# Odd nesting behavior? Odd bird?



## Michy (Jul 29, 2011)

Some of you by now know of our "Simple Simon" and his not-so-normal antics. Today he really threw me for a loop and I think out did himself this time.

Earlier this week, we noticed that Simon has been using his water crock as a nest. 3 times I caught him laying in it and cooing. Of course Henri sits from up above looking at him like he's a lost cause. I ended up giving in and made him a nest(wooden shallow bowl) with some shredded newspaper in it to play with. He loved it! He danced around it and cooed his little heart out. So all is ok, right? Wrong! This morning I woke up to find that he took most of the paper shreds from the nest, put them in their water crock and is sitting in it! I already tried putting in another crock for a nest and it won't do. He likes the water. Why?!? Should I start padding his cage now? Do they have short buses for pigeons? Or is this actually normal? My god, i think he thinks he's a duck!

Both birds have a huge tub that they bathe in every other day. Is this not enough? 

One other odd thing I caught him doing with Henri is once in awhile I'll hear Simon cooing a different kind of coo. I'll go into their room and there's Henri sitting on the bottom of their cage with Simon's head under her rear end. He makes this weird coo and flutters his wings like he's happy or excited. Why?!? It honestly looks like she's sitting on his head! If this is his idea of mating, I think I won't need to buy dummy eggs.

Ideas? Input? Number for a pigeon funny farm?

I am one heck of a confused pigeon owner!


----------



## Print Tippler (May 18, 2011)

Very normal, the cock choices the nest. He choose the crock. Also the "sitting on the head" and cooing and wing movement is all very normal. They are mated. They will lean there head down and do soft coos showing they accept the nest and are ready for eggs. The mate will preen the head at that time too.


----------



## Michy (Jul 29, 2011)

[Natural-language descriptions of regions]
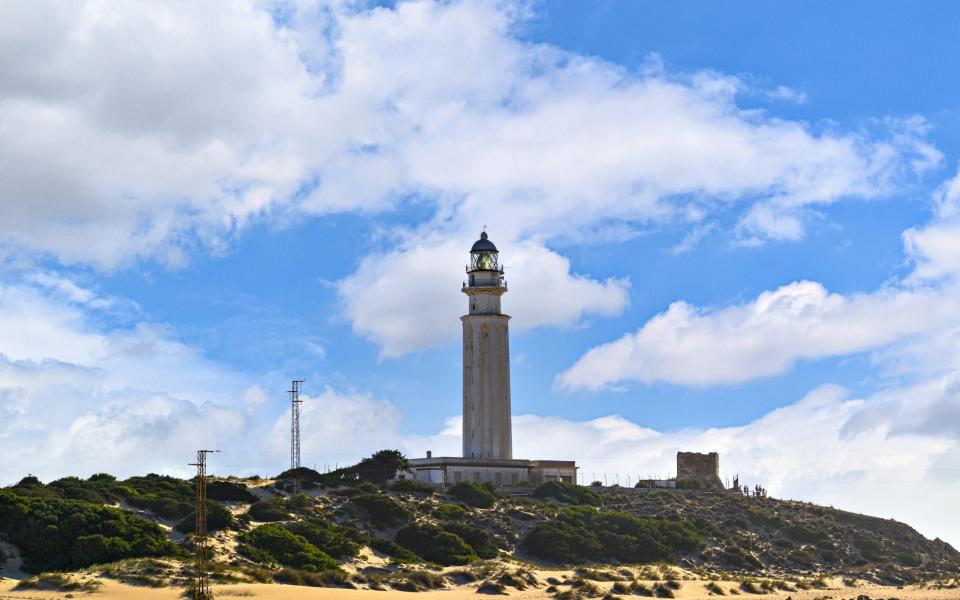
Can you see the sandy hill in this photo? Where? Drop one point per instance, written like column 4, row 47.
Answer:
column 554, row 540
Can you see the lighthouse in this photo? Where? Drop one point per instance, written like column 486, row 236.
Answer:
column 486, row 357
column 487, row 433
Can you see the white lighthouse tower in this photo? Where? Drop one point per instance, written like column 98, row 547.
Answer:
column 487, row 433
column 486, row 357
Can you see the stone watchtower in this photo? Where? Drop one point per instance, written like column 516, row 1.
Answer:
column 486, row 358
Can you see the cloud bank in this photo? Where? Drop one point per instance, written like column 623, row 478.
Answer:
column 695, row 346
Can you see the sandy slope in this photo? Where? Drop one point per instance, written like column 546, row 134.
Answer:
column 691, row 590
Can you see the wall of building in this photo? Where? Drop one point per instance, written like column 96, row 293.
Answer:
column 700, row 469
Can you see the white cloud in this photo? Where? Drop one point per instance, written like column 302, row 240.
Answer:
column 136, row 400
column 134, row 131
column 410, row 298
column 906, row 324
column 76, row 398
column 764, row 337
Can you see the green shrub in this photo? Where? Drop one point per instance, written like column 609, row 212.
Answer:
column 473, row 495
column 228, row 491
column 562, row 543
column 449, row 512
column 269, row 511
column 383, row 510
column 299, row 502
column 55, row 534
column 392, row 549
column 99, row 489
column 568, row 493
column 909, row 559
column 412, row 486
column 581, row 534
column 218, row 517
column 432, row 543
column 166, row 497
column 283, row 547
column 329, row 538
column 330, row 578
column 482, row 542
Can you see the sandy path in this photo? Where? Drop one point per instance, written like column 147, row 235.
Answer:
column 691, row 590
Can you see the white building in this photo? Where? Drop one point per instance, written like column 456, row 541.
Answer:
column 487, row 431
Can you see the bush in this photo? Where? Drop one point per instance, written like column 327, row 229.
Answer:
column 100, row 489
column 412, row 486
column 331, row 539
column 269, row 511
column 449, row 512
column 312, row 578
column 228, row 491
column 473, row 495
column 299, row 502
column 283, row 547
column 218, row 517
column 483, row 543
column 432, row 543
column 166, row 497
column 392, row 549
column 368, row 487
column 562, row 543
column 56, row 534
column 581, row 534
column 383, row 510
column 909, row 559
column 568, row 493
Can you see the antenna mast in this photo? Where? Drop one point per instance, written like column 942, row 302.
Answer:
column 295, row 403
column 201, row 582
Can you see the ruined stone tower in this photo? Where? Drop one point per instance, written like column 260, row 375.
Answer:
column 486, row 358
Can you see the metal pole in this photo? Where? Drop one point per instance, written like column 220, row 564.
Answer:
column 201, row 584
column 295, row 433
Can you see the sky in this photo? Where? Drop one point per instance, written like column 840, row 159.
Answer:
column 728, row 226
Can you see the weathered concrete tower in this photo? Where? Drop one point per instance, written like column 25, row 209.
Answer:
column 486, row 358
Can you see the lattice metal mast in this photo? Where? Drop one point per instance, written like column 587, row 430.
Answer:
column 295, row 402
column 201, row 582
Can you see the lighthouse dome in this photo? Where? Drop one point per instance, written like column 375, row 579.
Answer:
column 483, row 244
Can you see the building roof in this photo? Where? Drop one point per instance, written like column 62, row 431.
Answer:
column 483, row 244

> _YOUR INSTRUCTIONS_
Extract the entire pigeon nesting thread word for word, from its title through the final post header. The rows play no part here.

> _TASK OUTPUT_
# Odd nesting behavior? Odd bird?



## Michy (Jul 29, 2011)

Some of you by now know of our "Simple Simon" and his not-so-normal antics. Today he really threw me for a loop and I think out did himself this time.

Earlier this week, we noticed that Simon has been using his water crock as a nest. 3 times I caught him laying in it and cooing. Of course Henri sits from up above looking at him like he's a lost cause. I ended up giving in and made him a nest(wooden shallow bowl) with some shredded newspaper in it to play with. He loved it! He danced around it and cooed his little heart out. So all is ok, right? Wrong! This morning I woke up to find that he took most of the paper shreds from the nest, put them in their water crock and is sitting in it! I already tried putting in another crock for a nest and it won't do. He likes the water. Why?!? Should I start padding his cage now? Do they have short buses for pigeons? Or is this actually normal? My god, i think he thinks he's a duck!

Both birds have a huge tub that they bathe in every other day. Is this not enough? 

One other odd thing I caught him doing with Henri is once in awhile I'll hear Simon cooing a different kind of coo. I'll go into their room and there's Henri sitting on the bottom of their cage with Simon's head under her rear end. He makes this weird coo and flutters his wings like he's happy or excited. Why?!? It honestly looks like she's sitting on his head! If this is his idea of mating, I think I won't need to buy dummy eggs.

Ideas? Input? Number for a pigeon funny farm?

I am one heck of a confused pigeon owner!


----------



## Print Tippler (May 18, 2011)

Very normal, the cock choices the nest. He choose the crock. Also the "sitting on the head" and cooing and wing movement is all very normal. They are mated. They will lean there head down and do soft coos showing they accept the nest and are ready for eggs. The mate will preen the head at that time too.


----------



## Michy (Jul 29, 2011)